-- MATERIAL FOR THE TASK start --

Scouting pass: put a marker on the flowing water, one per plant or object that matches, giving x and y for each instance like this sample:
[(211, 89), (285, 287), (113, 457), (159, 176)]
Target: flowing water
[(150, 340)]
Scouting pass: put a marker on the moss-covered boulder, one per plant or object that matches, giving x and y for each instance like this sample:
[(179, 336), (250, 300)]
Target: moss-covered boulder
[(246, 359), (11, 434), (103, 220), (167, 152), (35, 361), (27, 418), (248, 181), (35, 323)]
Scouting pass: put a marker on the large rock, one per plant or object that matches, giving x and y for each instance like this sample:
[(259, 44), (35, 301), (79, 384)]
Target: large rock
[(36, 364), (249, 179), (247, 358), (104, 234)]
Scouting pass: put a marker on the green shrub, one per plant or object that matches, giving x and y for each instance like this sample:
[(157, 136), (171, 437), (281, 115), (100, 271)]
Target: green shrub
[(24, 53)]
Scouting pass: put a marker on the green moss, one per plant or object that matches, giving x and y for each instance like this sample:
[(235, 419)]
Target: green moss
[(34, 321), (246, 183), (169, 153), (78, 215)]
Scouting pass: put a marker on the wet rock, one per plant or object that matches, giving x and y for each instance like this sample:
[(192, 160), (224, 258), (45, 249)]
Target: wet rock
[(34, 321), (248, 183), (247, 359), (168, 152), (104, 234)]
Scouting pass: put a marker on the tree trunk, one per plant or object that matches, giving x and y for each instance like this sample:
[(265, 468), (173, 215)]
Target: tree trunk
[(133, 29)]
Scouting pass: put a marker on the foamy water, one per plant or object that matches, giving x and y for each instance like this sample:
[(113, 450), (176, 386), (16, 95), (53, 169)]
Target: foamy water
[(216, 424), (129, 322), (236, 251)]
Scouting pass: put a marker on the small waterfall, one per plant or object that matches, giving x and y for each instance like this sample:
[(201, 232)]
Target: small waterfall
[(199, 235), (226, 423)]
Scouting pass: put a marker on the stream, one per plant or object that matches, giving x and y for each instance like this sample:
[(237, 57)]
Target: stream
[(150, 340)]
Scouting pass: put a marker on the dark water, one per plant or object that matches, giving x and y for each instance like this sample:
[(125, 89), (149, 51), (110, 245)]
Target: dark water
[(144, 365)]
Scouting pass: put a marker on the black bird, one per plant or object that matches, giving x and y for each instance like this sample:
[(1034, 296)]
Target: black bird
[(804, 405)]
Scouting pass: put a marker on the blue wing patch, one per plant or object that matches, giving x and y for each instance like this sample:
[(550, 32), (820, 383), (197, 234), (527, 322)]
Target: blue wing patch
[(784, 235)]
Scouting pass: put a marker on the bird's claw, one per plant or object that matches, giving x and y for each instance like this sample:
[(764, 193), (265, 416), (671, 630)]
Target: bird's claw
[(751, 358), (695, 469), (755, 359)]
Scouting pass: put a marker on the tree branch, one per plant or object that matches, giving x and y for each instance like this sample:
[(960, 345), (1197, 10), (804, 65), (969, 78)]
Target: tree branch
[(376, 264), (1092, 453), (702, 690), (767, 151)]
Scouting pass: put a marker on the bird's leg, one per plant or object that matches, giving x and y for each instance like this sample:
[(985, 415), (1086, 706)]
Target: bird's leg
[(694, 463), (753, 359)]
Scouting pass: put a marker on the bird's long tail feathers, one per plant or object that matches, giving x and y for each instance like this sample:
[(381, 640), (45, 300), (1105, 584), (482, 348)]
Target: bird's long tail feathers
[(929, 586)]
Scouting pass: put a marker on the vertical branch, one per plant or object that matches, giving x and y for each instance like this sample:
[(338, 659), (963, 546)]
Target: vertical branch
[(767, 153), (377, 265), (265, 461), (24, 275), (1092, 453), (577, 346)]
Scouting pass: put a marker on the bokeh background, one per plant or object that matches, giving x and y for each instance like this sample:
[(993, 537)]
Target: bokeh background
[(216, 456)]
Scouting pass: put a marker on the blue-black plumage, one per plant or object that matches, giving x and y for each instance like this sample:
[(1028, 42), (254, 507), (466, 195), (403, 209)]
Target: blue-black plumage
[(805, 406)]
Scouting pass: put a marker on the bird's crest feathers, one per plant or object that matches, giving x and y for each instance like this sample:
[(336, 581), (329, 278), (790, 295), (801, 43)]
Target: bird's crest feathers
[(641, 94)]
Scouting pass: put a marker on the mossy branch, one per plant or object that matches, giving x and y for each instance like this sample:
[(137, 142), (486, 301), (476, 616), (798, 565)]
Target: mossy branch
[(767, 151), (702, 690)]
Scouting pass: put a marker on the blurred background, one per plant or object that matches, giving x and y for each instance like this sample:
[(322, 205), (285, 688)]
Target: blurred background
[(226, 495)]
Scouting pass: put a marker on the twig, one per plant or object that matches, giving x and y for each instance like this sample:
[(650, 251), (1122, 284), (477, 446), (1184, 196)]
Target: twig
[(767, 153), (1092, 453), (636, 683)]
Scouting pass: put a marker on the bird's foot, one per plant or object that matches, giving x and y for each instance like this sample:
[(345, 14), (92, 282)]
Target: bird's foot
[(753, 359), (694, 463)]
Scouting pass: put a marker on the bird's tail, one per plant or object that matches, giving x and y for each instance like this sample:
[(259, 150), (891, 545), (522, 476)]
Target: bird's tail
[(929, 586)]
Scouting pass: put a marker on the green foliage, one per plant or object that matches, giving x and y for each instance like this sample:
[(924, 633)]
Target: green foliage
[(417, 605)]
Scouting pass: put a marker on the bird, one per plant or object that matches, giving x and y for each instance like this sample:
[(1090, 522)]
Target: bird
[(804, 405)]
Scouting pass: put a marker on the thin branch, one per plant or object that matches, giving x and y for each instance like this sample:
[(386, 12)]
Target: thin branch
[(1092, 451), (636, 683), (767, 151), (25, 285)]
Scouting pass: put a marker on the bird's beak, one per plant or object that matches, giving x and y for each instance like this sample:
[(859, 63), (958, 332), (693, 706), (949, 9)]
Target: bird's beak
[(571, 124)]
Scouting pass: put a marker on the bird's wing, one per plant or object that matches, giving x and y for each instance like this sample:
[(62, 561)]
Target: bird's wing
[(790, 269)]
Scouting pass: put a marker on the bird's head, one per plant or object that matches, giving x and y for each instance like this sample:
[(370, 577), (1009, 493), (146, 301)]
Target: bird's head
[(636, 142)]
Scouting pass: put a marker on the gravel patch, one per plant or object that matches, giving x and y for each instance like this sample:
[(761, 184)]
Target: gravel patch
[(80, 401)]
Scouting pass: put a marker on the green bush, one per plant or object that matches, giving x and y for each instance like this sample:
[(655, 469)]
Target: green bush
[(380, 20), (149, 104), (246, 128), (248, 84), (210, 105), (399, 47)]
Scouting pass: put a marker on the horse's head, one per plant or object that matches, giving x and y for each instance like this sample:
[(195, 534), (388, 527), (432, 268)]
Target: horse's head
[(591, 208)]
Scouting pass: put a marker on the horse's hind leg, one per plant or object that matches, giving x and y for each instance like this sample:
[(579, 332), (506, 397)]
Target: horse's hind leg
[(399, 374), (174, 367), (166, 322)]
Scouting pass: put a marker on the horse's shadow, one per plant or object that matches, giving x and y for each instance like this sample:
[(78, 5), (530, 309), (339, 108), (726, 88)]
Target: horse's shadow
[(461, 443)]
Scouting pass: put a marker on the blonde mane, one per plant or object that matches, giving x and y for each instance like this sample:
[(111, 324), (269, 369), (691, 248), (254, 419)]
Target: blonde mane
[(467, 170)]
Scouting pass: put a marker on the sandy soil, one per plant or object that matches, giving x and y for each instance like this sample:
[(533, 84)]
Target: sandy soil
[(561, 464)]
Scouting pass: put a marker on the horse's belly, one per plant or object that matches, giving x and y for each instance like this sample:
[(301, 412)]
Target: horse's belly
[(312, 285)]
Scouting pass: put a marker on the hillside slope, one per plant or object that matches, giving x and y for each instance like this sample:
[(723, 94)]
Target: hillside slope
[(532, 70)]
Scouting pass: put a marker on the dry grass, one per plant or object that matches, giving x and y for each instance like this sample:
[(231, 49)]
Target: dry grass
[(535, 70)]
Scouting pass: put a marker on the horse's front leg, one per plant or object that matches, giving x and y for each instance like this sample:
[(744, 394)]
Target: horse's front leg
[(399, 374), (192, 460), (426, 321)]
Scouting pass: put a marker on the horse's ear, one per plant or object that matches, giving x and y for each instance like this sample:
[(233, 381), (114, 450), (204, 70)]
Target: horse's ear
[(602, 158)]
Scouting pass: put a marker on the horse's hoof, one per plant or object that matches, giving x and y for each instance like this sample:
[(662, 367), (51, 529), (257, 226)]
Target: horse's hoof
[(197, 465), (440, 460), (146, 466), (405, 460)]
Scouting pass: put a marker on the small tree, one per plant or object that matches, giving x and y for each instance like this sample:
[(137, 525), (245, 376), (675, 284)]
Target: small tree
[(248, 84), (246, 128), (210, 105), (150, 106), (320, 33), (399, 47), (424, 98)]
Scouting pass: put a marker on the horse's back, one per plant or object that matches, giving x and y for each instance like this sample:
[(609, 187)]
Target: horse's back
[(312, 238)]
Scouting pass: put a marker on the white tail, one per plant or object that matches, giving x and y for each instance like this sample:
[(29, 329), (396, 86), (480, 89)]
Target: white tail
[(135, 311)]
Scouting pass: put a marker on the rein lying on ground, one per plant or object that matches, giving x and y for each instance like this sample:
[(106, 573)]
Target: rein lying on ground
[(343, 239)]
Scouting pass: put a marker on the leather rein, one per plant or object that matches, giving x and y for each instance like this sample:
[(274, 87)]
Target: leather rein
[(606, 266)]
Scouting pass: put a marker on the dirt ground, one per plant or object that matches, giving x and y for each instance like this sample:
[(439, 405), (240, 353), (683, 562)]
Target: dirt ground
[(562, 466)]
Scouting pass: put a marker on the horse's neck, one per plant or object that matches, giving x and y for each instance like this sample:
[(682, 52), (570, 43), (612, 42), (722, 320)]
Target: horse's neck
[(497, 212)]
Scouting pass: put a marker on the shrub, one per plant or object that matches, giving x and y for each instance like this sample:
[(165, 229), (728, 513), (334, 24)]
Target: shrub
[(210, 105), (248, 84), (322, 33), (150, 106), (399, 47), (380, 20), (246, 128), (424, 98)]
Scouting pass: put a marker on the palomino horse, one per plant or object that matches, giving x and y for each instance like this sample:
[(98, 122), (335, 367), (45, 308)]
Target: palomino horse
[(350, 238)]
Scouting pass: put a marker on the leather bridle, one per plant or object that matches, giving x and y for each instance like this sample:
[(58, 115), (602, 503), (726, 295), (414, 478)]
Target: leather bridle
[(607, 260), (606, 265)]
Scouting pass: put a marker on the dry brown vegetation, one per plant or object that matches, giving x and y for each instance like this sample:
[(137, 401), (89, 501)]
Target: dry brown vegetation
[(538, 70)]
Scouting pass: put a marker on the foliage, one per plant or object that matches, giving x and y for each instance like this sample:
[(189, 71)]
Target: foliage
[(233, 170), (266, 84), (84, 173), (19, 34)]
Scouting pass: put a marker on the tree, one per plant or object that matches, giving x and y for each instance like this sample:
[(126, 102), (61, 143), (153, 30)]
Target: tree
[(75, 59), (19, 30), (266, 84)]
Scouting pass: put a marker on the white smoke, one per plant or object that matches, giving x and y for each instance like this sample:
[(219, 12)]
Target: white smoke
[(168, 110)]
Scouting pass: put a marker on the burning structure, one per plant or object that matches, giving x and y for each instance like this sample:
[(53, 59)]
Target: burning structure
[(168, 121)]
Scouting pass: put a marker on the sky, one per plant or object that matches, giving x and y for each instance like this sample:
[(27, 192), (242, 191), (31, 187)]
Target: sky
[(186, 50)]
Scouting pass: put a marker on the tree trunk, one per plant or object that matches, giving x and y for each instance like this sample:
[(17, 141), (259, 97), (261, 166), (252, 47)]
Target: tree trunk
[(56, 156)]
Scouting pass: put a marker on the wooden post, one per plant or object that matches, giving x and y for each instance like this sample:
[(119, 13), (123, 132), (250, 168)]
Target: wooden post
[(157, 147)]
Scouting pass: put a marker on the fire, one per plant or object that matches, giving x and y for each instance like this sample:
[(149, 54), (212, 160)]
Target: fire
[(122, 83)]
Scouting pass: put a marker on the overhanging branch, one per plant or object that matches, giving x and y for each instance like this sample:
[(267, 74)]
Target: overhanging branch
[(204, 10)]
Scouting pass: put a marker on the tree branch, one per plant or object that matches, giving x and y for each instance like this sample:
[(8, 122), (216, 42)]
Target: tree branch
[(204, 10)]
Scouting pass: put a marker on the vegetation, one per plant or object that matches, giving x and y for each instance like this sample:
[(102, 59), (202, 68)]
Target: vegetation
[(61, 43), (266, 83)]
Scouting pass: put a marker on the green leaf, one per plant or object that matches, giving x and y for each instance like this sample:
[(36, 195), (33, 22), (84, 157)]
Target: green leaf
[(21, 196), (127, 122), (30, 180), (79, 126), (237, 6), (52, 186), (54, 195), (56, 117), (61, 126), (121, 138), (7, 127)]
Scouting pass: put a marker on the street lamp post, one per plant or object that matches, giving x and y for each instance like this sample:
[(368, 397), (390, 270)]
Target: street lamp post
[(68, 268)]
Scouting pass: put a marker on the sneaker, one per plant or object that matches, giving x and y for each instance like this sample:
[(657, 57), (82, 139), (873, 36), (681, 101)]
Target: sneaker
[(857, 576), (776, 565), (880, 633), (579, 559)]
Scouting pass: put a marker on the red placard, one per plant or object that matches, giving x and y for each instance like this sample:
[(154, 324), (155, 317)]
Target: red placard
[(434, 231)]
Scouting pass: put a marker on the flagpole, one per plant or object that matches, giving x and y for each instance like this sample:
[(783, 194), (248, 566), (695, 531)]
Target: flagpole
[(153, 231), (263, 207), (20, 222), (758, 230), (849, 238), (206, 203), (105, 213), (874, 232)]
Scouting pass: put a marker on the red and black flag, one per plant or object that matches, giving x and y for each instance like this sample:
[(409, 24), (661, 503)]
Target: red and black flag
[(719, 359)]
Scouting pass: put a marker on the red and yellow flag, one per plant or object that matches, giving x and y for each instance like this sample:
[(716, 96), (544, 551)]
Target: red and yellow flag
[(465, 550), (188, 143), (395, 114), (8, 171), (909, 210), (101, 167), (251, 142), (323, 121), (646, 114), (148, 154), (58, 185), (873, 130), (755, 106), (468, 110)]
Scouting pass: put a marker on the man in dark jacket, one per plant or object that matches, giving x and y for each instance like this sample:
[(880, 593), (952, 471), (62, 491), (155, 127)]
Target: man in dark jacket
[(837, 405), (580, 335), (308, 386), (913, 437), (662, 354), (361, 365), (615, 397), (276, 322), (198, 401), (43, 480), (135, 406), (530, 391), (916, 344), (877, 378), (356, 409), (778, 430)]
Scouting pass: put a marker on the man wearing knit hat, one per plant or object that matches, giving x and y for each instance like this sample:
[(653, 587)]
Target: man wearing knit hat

-- MATERIAL FOR THE TASK end --

EXERCISE GOAL:
Arrange the part of the records above that opens with the line containing "Scouting pass: put a marker on the wooden" and closes with the line containing "[(857, 576), (776, 565), (880, 633), (579, 559)]" as a numbered list, leaving out any blank lines.

EXERCISE SOLUTION:
1. Scouting pass: put a marker on the wooden post, one per plant or object that matches, giving x and y for each instance like this sample:
2. [(119, 13), (123, 132), (250, 168)]
3. Target: wooden post
4. [(157, 147)]
5. Scouting pass: put a marker on the fire, one per plant or object that matches, giving x and y for each instance like this sample:
6. [(149, 54), (212, 160)]
7. Target: fire
8. [(122, 83)]
9. Scouting pass: put a marker on the overhanging branch, one per plant or object that matches, giving x and y for each instance like this sample:
10. [(267, 74)]
11. Target: overhanging branch
12. [(204, 10)]
13. Scouting pass: put a marker on the tree branch, one per plant or object that matches, giving x and y for each instance like this sample:
14. [(8, 122), (216, 42)]
15. Target: tree branch
16. [(204, 10)]
17. Scouting pass: put a marker on the vegetation, one per plant or object that matches, giving x and y for each instance like this sample:
18. [(102, 59), (202, 68)]
19. Target: vegetation
20. [(61, 43), (266, 83)]
21. Scouting pass: put a marker on the green leaf, one per plant or object that matches, giving x and y for each instance like this sample:
22. [(36, 195), (33, 22), (84, 157)]
23. Target: green leaf
24. [(21, 196), (127, 122), (30, 180), (79, 126), (237, 6), (52, 186), (54, 195), (56, 117), (61, 126), (121, 138), (7, 127)]
25. Scouting pass: put a marker on the street lamp post, one per plant or object that matches, giving x and y for each instance like this sample:
26. [(368, 397), (390, 270)]
27. Target: street lamp post
28. [(68, 268)]
29. Scouting pass: put a marker on the sneaker, one per plant or object that matches, giving x and y for each instance like this sample:
30. [(657, 57), (82, 139), (873, 36), (681, 101)]
31. Target: sneaker
32. [(857, 576), (776, 565), (880, 633), (579, 559)]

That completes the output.